-- INPUT MATERIAL --
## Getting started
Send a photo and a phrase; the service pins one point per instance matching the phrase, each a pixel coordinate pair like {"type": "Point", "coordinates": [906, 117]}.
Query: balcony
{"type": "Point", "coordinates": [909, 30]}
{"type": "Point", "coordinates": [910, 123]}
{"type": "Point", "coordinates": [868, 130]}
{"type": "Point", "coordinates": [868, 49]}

-- WORK TASK --
Would you reproduce the full listing without changing a single word?

-- YOUR SOLUTION --
## Getting started
Send a photo and a phrase; the service pins one point per instance matching the phrase, each a pixel coordinate pair like {"type": "Point", "coordinates": [906, 117]}.
Query: balcony
{"type": "Point", "coordinates": [909, 30]}
{"type": "Point", "coordinates": [910, 123]}
{"type": "Point", "coordinates": [868, 130]}
{"type": "Point", "coordinates": [868, 49]}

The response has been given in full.